### EXTRACT TO READ

2010-10-04

Stuxnet & Virtualization Targeted DOS

Stuxnet for those of you have been unaware to the what has been happening with one of the most talked about worms since Conficker is an industrial rootkit targeted at Siemens software.

Now conspiracy theories aside:

  • Who was this targeted at?
  • Who created it?

I started to think how can or could this reflect on a Virtual Infrastructure?

What would happen if you had a worm / virus targeted at virtual machines or even worse at the ESX host themselves?

Let me give the following scenario.

You have a 30 Windows VM’s each using 1 vCPU on your ESX host. The host has 2 Quad core Processors, a pretty sensible VM:core ratio (3.75). All of a sudden every single VM on the host – jumps to 100% CPU utilization – which in turn brings your host to a stall.

This is a perfect DOS attack but in this case it is directed at the ESX host by causing the load on the VM.

This was also an issue before without Virtualization, but with all of the VM’s spiking at the same time - this issue is extremely amplified.

The thing is though it does not have to be a virus with malicious code that causes the load. You could easily do it as well with Calc.exe (which is on EVERY SINGLE WINDOWS MACHINE)

  1. Run calc.exe and switch to scientific mode
  2. Type a large number (eg. 12345678901234567890), press the 'n!' button.
  3. Calc will ask to confirm after warning this will take a very long time
  4. 100% CPU utilization will now occur (essentially forever)

For a Linux machine

  1. cd /usr/src/linux
  2. make -j8 &
  3. ping -l 100000 -q -s 10 -f localhost &
  4. 100% CPU utilization will now occur (essentially forever)

I am sure that this can be scripted in some way.

So here you have it, a DOS attack not only on the VM – but also on the host itself.

### LIST OF TASKS
• a. Answer these questions about the post on Stuxnet and virtualization:
(i) How many Windows VMs are on the ESX host in the scenario?
(ii) Which button does the Calc.exe method say to press after typing a large number?
(iii) Which command is given as step 2 for a Linux machine?
• b. Please list every command the post on Stuxnet and virtualization gives for loading a Linux machine.
• c. Continue the post on Stuxnet and virtualization from its final sentence.

Point localization data
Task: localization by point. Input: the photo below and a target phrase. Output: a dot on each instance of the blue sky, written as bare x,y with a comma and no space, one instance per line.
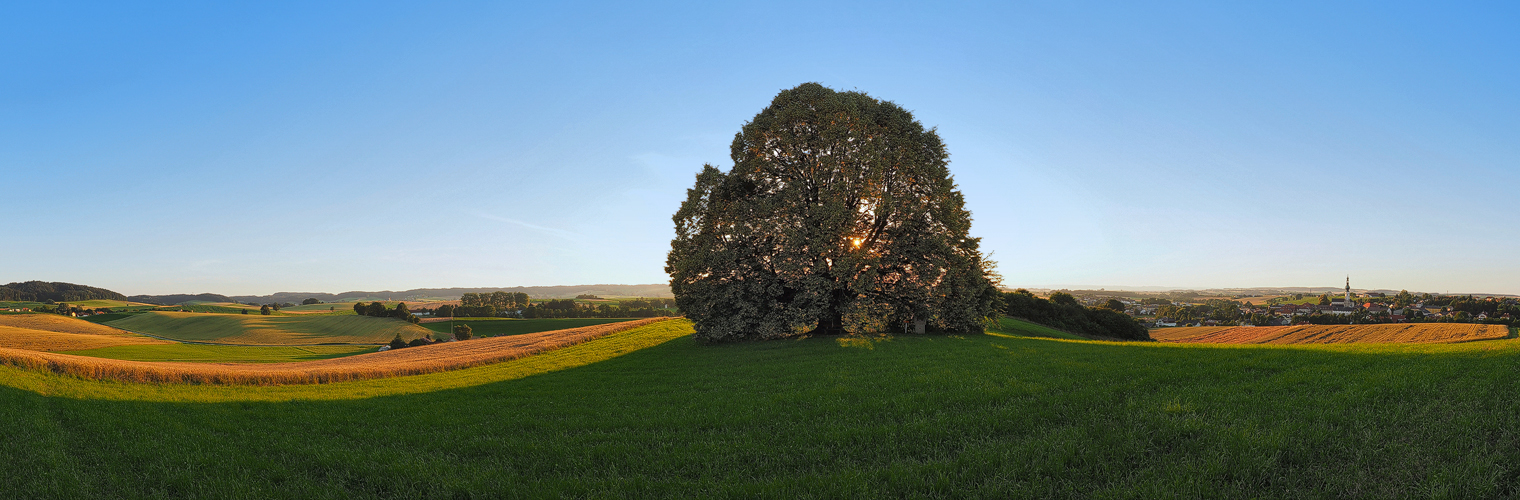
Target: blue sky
361,146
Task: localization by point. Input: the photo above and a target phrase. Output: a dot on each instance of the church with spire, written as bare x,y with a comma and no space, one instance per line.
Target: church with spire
1344,304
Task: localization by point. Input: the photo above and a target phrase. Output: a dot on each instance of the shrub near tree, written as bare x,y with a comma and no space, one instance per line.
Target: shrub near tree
838,216
1064,312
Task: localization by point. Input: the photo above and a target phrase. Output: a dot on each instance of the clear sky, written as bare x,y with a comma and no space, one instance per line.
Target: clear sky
359,146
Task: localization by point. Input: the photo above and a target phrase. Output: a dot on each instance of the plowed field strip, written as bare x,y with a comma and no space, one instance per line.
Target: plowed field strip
1405,333
373,365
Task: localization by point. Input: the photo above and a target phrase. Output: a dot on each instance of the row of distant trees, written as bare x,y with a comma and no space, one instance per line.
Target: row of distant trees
379,310
522,307
1061,310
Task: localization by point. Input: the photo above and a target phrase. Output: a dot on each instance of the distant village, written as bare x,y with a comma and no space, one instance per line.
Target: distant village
1159,310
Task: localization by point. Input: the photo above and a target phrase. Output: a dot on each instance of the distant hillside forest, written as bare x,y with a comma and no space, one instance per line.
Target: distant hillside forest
55,292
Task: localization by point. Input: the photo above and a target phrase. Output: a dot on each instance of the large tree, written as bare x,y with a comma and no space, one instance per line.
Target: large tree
838,216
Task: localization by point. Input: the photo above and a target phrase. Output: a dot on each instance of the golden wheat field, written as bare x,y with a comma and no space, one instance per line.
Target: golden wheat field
1177,333
61,333
1400,333
373,365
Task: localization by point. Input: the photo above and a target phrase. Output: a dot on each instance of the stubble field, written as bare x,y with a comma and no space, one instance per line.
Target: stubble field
1391,333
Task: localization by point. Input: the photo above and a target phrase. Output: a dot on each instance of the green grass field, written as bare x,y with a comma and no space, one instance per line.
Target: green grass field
503,325
268,330
101,303
222,353
218,309
652,414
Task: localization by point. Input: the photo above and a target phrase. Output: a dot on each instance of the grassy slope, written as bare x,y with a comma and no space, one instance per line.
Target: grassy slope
965,415
499,327
254,329
222,353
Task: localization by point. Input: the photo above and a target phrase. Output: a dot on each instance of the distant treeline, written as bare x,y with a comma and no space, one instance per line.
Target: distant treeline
55,292
1066,313
379,310
172,300
519,306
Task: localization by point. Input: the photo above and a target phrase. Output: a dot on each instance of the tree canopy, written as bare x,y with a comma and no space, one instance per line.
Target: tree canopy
838,216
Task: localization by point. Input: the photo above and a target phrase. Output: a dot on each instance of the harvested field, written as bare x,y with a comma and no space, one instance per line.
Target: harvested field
269,330
1402,333
1178,333
61,333
55,322
55,341
374,365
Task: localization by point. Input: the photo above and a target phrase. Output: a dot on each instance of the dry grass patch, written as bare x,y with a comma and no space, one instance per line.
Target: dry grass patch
374,365
1400,333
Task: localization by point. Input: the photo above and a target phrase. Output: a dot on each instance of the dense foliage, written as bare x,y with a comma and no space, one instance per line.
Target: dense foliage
1064,312
839,216
55,292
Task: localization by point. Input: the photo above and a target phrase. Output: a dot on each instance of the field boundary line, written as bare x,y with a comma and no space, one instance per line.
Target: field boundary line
371,365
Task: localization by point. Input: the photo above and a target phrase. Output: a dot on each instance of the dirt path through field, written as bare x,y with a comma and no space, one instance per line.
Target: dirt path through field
373,365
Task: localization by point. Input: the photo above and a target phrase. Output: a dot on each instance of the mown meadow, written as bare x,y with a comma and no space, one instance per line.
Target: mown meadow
649,412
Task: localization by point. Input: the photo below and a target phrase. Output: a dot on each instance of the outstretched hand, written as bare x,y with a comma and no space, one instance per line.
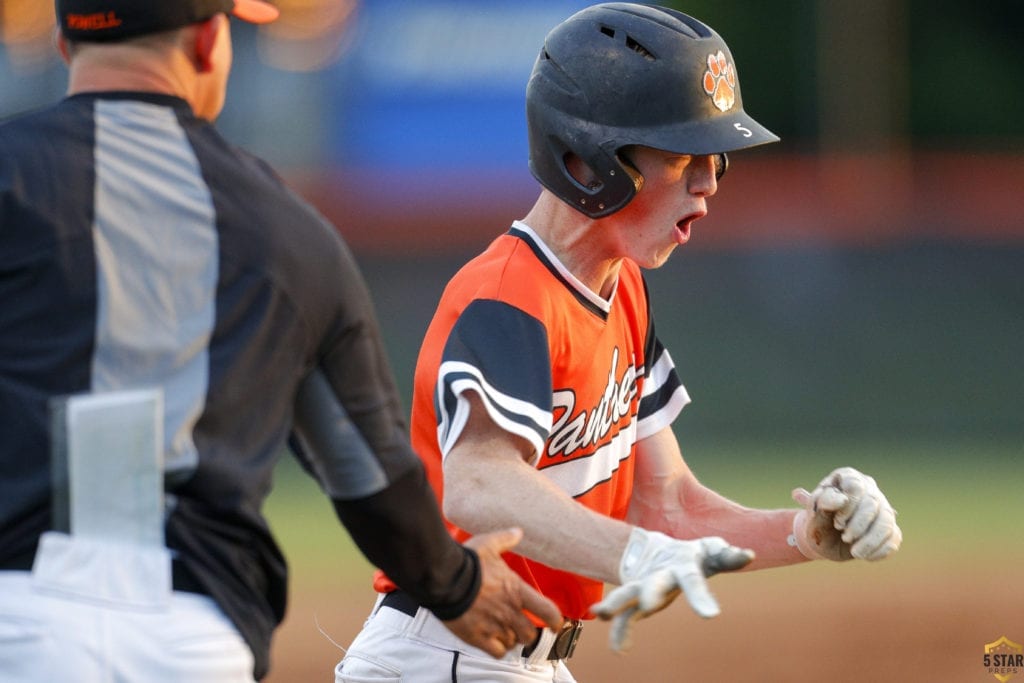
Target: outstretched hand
497,622
847,516
655,568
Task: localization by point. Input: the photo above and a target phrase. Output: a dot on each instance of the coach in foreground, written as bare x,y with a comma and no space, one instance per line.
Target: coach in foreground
139,250
543,396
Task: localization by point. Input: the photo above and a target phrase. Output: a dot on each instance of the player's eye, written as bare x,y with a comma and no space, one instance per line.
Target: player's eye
721,165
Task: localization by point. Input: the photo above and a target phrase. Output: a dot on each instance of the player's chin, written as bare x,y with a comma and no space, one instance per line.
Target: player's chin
656,259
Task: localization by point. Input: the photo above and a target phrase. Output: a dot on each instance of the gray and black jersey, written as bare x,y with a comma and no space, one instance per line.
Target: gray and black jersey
139,249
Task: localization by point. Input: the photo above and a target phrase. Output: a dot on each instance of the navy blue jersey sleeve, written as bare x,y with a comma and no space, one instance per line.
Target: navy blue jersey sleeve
501,353
664,394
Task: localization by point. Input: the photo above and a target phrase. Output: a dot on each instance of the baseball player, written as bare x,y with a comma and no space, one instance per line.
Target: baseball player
543,395
139,250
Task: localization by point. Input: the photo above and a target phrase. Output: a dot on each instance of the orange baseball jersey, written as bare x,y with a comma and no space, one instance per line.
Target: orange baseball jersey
582,379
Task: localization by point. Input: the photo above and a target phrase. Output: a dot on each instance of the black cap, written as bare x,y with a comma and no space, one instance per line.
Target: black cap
99,20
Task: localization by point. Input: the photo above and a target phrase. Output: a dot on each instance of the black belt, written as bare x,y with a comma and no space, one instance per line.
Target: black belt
181,579
562,648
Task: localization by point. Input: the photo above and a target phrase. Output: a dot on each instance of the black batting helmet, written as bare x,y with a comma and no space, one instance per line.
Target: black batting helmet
620,74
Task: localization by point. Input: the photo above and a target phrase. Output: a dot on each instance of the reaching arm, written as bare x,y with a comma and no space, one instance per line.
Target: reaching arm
486,470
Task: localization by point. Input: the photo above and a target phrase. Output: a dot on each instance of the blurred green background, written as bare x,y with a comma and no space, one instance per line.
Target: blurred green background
855,296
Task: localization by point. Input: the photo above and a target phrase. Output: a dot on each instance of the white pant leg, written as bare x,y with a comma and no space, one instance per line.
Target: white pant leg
56,634
393,646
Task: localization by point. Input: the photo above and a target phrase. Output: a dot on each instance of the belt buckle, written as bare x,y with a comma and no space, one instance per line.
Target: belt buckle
566,640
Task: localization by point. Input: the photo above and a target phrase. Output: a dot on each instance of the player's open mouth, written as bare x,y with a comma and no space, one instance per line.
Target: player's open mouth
682,231
683,227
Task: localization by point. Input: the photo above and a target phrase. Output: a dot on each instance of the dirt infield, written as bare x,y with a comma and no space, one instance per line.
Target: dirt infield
910,621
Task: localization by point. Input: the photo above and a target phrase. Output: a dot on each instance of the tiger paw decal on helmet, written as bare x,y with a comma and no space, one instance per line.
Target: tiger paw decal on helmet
720,81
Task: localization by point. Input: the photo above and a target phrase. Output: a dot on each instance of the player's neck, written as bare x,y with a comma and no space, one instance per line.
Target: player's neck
578,242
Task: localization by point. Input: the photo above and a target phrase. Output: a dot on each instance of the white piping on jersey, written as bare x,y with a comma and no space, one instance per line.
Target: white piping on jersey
659,372
449,430
664,417
579,475
156,266
589,294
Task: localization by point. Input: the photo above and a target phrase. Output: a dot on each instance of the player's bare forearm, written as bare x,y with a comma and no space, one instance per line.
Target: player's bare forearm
668,498
488,485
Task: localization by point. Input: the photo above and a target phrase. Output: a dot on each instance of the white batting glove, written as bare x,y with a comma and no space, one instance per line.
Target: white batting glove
845,517
655,568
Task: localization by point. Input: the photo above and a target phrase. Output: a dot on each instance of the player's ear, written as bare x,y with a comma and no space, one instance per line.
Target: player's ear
204,47
64,49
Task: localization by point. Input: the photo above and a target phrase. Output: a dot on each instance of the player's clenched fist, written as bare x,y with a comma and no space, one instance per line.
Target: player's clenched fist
847,516
653,570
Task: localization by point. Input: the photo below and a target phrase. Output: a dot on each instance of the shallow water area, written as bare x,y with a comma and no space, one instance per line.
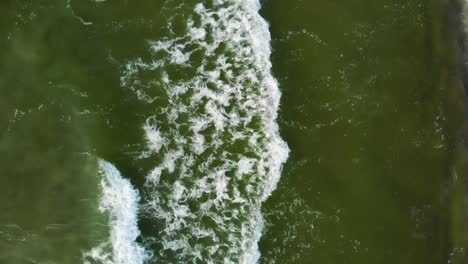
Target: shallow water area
229,131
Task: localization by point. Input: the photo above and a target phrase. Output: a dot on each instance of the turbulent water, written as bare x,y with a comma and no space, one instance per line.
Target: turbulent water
232,131
213,134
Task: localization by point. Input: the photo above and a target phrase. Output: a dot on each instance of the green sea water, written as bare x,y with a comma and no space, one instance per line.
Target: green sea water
370,110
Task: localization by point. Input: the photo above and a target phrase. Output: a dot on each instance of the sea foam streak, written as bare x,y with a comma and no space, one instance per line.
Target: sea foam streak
214,137
120,201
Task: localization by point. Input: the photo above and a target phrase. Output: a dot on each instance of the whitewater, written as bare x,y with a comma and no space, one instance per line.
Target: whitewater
213,141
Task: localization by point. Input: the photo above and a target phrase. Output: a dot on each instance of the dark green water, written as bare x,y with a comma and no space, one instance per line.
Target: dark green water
370,110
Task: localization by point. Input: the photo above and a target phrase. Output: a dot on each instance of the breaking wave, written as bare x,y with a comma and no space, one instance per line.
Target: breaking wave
213,139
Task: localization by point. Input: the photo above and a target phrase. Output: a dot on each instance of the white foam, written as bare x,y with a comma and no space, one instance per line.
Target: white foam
120,202
208,185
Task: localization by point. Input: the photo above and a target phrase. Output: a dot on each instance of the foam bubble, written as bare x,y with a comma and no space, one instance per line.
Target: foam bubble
219,154
120,202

### OUTPUTS FOR THE TASKS
• a.
(i) 30
(ii) The 'n!' button
(iii) make -j8 &

• b.
cd /usr/src/linux
make -j8 &
ping -l 100000 -q -s 10 -f localhost &

• c.
I am not sure that the AV vendors will recognize this as malicious activity, because you are running a legitimate Windows Application.

Security experts are wary of the dreaded Blue Pill which compromises the hypervisor. How ready are the Vendors against such a kind of attack? How ready are the Hypervisors for such an attack?

You will get alerts instantaneously regarding the abnormal CPU usage. But it will require manual intervention to solve the issue.

I would hope that in the future there will be an option to perform operations in an attack like this. It would require some additional Intelligence built into the product.

An example would be:

  • Virtual A machine CPU usage spikes to 100% for more than 5 minutes.
  • Virtual machine B, C, D, E, F, G, H, I, J, K, L, M…… CPU also spike to 100% for more than 5 minutes.
  • Evidently there is something wrong!!!
  • Create Resource pool with a CPU limit (to ensure proper operation of the host)
  • Move all these VM’s into the above Resource Pool, thereby reducing the load on the Host
  • Shoot out appropriate alerts.

Of course the automation is more or less limitless, once you have the proper technology in place.

I  would be interested in hearing your ideas and comments on this one.